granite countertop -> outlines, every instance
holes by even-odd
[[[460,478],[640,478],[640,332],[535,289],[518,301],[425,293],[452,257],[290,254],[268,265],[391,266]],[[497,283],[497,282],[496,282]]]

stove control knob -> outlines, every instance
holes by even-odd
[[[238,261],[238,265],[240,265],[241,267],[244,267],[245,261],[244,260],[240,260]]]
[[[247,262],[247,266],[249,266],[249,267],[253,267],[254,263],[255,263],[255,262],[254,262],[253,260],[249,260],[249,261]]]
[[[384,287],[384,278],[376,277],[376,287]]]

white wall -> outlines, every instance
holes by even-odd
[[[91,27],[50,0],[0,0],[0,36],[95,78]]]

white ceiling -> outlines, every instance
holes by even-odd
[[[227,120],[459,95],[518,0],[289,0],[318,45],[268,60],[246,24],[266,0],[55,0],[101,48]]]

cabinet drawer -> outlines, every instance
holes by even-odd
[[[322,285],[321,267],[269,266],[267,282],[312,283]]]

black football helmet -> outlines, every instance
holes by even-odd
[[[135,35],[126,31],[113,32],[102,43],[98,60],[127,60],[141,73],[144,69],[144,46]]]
----------------
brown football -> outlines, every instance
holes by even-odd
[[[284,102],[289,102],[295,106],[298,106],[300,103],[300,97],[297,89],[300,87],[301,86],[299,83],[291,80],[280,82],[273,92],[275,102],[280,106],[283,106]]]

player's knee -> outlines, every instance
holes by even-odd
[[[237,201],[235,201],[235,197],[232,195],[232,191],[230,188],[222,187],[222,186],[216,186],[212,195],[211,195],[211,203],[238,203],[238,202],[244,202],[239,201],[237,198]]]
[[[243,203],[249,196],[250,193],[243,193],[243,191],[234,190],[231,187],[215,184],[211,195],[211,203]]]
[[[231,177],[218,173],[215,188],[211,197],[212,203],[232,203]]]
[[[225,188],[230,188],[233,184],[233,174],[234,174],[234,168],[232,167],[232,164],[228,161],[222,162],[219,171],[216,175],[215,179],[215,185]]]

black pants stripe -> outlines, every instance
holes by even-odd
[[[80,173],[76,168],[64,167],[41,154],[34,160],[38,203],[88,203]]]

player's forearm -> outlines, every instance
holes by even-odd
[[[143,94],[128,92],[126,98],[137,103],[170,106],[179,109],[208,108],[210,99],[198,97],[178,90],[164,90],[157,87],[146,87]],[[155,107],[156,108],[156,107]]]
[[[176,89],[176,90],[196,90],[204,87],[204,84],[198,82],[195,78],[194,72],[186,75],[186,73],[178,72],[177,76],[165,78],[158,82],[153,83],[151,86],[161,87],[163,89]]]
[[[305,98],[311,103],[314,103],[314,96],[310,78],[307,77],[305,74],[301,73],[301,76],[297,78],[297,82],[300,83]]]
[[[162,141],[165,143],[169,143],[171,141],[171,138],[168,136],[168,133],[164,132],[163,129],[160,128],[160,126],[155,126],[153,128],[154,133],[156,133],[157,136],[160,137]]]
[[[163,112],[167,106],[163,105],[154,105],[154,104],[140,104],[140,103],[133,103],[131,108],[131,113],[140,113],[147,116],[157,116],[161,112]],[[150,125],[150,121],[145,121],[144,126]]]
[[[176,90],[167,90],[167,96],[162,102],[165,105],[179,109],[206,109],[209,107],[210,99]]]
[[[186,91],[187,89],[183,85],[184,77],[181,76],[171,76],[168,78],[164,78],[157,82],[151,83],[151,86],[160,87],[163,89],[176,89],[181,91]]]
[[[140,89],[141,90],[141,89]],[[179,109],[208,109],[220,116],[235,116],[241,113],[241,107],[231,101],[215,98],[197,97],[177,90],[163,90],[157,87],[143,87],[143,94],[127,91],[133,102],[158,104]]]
----------------
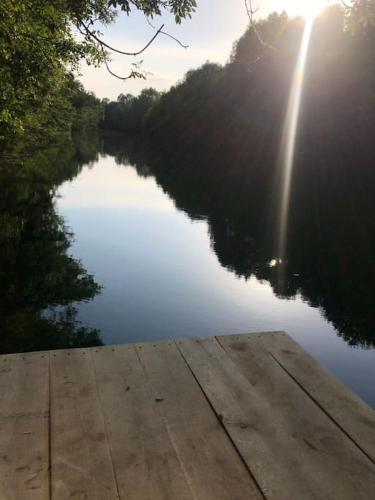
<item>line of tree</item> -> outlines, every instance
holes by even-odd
----------------
_Task directions_. Each line of the entries holding the string "outlines" should be found and copied.

_Solution for this exercise_.
granite countertop -> outlines, every instance
stove control knob -> outlines, every instance
white wall -> outlines, every instance
white ceiling -> outlines, every instance
cabinet drawer -> outlines, every instance
black football helmet -> outlines, every instance
brown football -> outlines, every instance
player's knee -> outlines, every instance
black pants stripe -> outlines, every instance
player's forearm -> outlines, every instance
<item>line of tree</item> -> outlines, every instance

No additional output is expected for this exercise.